[Stored dataset items]
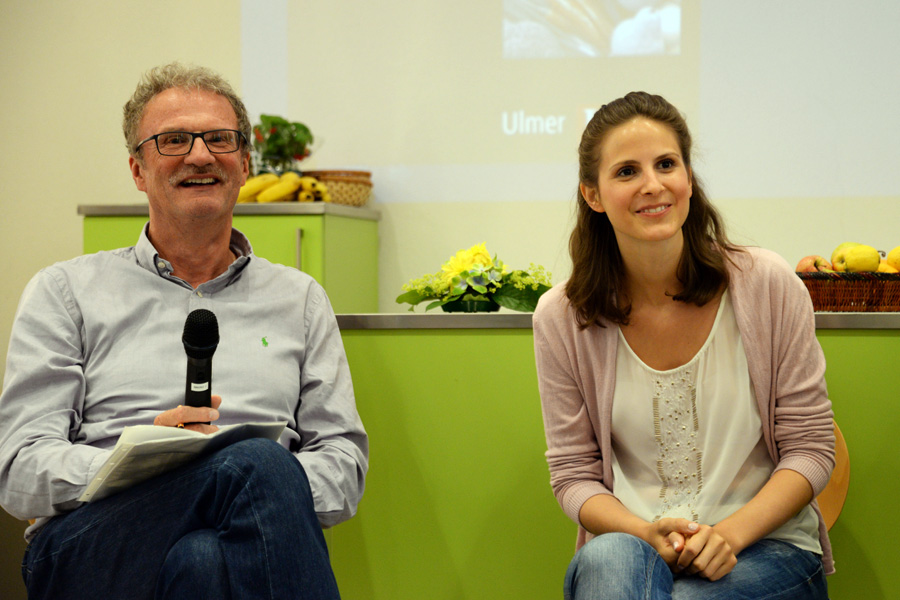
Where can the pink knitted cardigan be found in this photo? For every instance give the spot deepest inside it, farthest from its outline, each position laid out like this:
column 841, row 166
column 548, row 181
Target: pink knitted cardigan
column 576, row 377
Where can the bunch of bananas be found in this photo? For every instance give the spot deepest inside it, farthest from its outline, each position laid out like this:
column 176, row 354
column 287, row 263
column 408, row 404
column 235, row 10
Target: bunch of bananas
column 268, row 187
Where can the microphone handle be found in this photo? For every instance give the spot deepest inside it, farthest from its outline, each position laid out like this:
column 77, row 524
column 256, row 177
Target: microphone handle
column 197, row 390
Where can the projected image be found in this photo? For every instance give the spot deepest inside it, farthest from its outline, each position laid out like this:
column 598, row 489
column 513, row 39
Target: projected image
column 592, row 28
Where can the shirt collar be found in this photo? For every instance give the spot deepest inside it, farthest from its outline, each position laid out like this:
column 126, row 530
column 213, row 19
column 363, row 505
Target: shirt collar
column 149, row 258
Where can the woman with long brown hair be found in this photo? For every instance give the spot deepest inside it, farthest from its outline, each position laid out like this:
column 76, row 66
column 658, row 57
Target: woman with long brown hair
column 685, row 408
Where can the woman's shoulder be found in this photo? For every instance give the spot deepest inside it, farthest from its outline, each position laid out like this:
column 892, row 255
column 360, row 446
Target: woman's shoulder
column 554, row 305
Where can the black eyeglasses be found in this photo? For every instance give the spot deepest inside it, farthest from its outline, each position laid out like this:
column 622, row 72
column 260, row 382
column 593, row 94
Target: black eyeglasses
column 179, row 143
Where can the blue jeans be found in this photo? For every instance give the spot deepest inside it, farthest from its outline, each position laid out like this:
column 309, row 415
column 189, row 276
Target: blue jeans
column 620, row 566
column 239, row 523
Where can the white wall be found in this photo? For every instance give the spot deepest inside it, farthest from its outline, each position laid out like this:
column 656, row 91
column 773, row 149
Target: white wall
column 797, row 163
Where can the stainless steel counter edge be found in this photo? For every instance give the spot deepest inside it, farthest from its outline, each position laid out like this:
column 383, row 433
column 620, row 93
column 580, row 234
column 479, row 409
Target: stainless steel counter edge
column 274, row 208
column 523, row 321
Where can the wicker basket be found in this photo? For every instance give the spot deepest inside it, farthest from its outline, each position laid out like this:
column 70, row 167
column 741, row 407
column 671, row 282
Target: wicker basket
column 853, row 292
column 353, row 188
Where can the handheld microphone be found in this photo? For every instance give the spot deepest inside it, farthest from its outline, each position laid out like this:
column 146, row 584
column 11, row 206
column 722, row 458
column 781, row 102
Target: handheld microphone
column 200, row 339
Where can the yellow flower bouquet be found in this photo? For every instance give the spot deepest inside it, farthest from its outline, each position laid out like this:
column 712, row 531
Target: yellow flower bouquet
column 472, row 277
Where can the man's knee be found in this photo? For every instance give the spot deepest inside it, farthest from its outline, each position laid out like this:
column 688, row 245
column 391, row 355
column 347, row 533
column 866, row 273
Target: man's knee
column 268, row 464
column 194, row 567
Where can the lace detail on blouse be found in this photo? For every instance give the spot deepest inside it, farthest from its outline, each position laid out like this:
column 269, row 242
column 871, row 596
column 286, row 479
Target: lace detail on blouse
column 676, row 426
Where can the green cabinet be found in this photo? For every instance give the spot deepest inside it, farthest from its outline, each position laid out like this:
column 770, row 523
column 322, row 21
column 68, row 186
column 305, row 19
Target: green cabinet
column 337, row 245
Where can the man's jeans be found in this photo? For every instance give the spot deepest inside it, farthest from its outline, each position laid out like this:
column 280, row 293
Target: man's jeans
column 239, row 523
column 621, row 566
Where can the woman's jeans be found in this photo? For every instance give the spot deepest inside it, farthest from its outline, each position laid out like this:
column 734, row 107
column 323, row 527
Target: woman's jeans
column 621, row 566
column 239, row 523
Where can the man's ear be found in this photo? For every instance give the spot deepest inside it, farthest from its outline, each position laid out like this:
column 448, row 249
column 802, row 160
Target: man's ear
column 137, row 173
column 591, row 195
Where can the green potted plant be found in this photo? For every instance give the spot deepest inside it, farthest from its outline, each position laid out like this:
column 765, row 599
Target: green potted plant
column 472, row 281
column 280, row 144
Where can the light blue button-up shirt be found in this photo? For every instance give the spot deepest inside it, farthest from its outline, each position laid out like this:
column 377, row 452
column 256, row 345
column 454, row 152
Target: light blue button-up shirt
column 96, row 346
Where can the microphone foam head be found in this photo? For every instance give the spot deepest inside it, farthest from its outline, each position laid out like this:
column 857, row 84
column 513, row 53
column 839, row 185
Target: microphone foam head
column 201, row 334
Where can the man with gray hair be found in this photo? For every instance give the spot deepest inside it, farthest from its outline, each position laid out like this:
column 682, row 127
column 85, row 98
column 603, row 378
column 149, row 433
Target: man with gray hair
column 96, row 346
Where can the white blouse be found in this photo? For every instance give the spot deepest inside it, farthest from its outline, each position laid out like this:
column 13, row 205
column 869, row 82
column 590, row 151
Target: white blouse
column 688, row 442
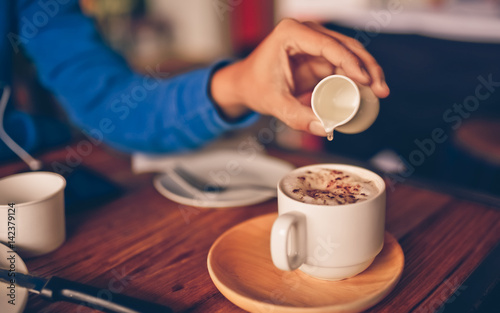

» STATED GOAL:
Can you rewrite all of the data above as a JSON list of strings, one string per line, with blank lines dropped? Leave the pictures out.

» COMPLETE OUTPUT:
[
  "Where can the pink knitted cardigan be found in this photo? For every instance give the spot deepest inside it, farthest from its outline, each position laid out like this:",
  "column 841, row 166",
  "column 548, row 181",
  "Target: pink knitted cardigan",
  "column 576, row 377",
  "Where can the bunch of bananas be found in this photo? For every instance give the spot deepest inside it, farthest from its outline, each position laid out like this:",
  "column 176, row 354",
  "column 287, row 263",
  "column 408, row 404",
  "column 235, row 10",
  "Target: bunch of bananas",
  "column 268, row 187",
  "Where can the microphone handle be found in this photo? For every instance give the spot deepest inside it, farthest from its outline, each position laid out like this:",
  "column 77, row 524",
  "column 256, row 177",
  "Target: microphone handle",
  "column 197, row 390",
  "Where can the projected image be found in this photo? For every instance give the spot deepest inside it, farthest from its outline, each position laid out like this:",
  "column 598, row 489",
  "column 513, row 39",
  "Target: projected image",
  "column 592, row 28",
  "Where can the shirt collar be found in this photo? For every instance give the spot deepest inside it, farthest from its outline, each position laid out like this:",
  "column 126, row 530",
  "column 213, row 19",
  "column 363, row 505",
  "Target: shirt collar",
  "column 149, row 258",
  "Where can the woman with long brown hair be found in this photo? For every instance give the spot deepest inside it, farthest from its outline, each position laid out like this:",
  "column 76, row 66",
  "column 658, row 57",
  "Target: woman with long brown hair",
  "column 685, row 408",
  "Where can the woman's shoulder be found in this photo? For every instance give the spot deepest inside it, farthest from its outline, each position laid out like this:",
  "column 892, row 255",
  "column 360, row 446",
  "Target: woman's shoulder",
  "column 554, row 305",
  "Where can the black eyeglasses be found in this photo? For every instance give the spot deepest inside it, farthest from its outline, each position laid out like this:",
  "column 622, row 72",
  "column 260, row 382",
  "column 593, row 94",
  "Target: black eyeglasses",
  "column 179, row 143",
  "Where can the blue jeans be found in this photo? For every instance give the spot deepest inside it, farthest from its outline, each position laid out like this:",
  "column 309, row 415",
  "column 189, row 276",
  "Target: blue jeans",
  "column 620, row 566",
  "column 239, row 523",
  "Where can the white wall be found in this photo? For every instance give the spot deepest inside it, farthest from its outline, each position laid out like this:",
  "column 656, row 91",
  "column 773, row 149",
  "Target: white wall",
  "column 797, row 163",
  "Where can the stainless steel counter edge be found in this photo? For every instance give the spot deepest inside it, farthest from its outline, each position laid out like this:",
  "column 383, row 433",
  "column 620, row 93",
  "column 580, row 234",
  "column 479, row 409",
  "Target: stainless steel counter edge",
  "column 274, row 208",
  "column 523, row 321",
  "Where can the wicker basket be found in this photo? For every instance give the spot deepest inside it, farthest from its outline, each position laid out like this:",
  "column 70, row 167",
  "column 741, row 407",
  "column 671, row 282",
  "Target: wicker basket",
  "column 853, row 292",
  "column 353, row 188",
  "Where can the handheld microphone be found in this photo? For every instance give the spot deepest inside it, farthest from its outline, each position laid out like this:",
  "column 146, row 584",
  "column 11, row 206",
  "column 722, row 458",
  "column 781, row 102",
  "Target: handheld microphone",
  "column 200, row 339",
  "Where can the yellow flower bouquet be found in this photo? For every instance give the spot deepest inside it, farthest from its outline, each position laid out like this:",
  "column 712, row 531",
  "Target: yellow flower bouquet",
  "column 472, row 277",
  "Where can the man's knee be found in this photo? For every instance give the spot deepest inside it, farthest from its outline, each position laid out like this:",
  "column 688, row 245",
  "column 391, row 355",
  "column 347, row 533",
  "column 866, row 273",
  "Target: man's knee",
  "column 268, row 464",
  "column 194, row 567",
  "Where can the lace detail on blouse be found in this photo? For every instance give the spot deepest inside it, farthest from its outline, each position laid out like this:",
  "column 269, row 242",
  "column 871, row 596",
  "column 286, row 479",
  "Target: lace detail on blouse",
  "column 676, row 426",
  "Where can the green cabinet be found in this photo? For every instance give the spot deepest inside it, farthest from its outline, each position laid out like this:",
  "column 770, row 523",
  "column 322, row 21",
  "column 68, row 186",
  "column 305, row 19",
  "Target: green cabinet",
  "column 337, row 245",
  "Where can the man's jeans be found in this photo? For every instance give the spot deepest inside it, farthest from its outline, each position laid out like this:",
  "column 280, row 293",
  "Target: man's jeans",
  "column 239, row 523",
  "column 621, row 566",
  "Where can the woman's jeans be found in this photo? For every instance give the spot deepest inside it, farthest from its outline, each position laid out like this:",
  "column 734, row 107",
  "column 323, row 527",
  "Target: woman's jeans",
  "column 621, row 566",
  "column 239, row 523",
  "Where can the man's ear be found in this photo? For every instance give the spot deepest inside it, farthest from its outline, each position laid out like this:",
  "column 448, row 249",
  "column 802, row 160",
  "Target: man's ear",
  "column 137, row 173",
  "column 591, row 195",
  "Where can the green potted plant be found in this photo? For every instance give the spot deepest inside it, farthest from its outline, each position laid out like this:",
  "column 765, row 599",
  "Target: green potted plant",
  "column 472, row 281",
  "column 280, row 144",
  "Where can the light blue button-up shirt be found in this photo? For every instance give the spot deepest inside it, farthest from its outline, each position laid out like this:",
  "column 377, row 452",
  "column 256, row 345",
  "column 454, row 152",
  "Target: light blue button-up shirt",
  "column 96, row 346",
  "Where can the microphone foam head be found in this photo? For every instance give the spot deepest inside it, farthest from its outline, each position laid out like this:",
  "column 857, row 84",
  "column 513, row 53",
  "column 839, row 185",
  "Target: microphone foam head",
  "column 201, row 334",
  "Where can the man with gray hair be found in this photo? For every instance give the spot deepest inside it, farthest from its outline, each position laid out like this:",
  "column 682, row 127",
  "column 85, row 98",
  "column 603, row 378",
  "column 149, row 433",
  "Target: man with gray hair",
  "column 96, row 346",
  "Where can the white blouse be found in this photo? For every instance give the spot deepest inside it, farthest from its outline, each position laid out like this:",
  "column 13, row 205",
  "column 869, row 82",
  "column 590, row 151",
  "Target: white blouse",
  "column 688, row 442"
]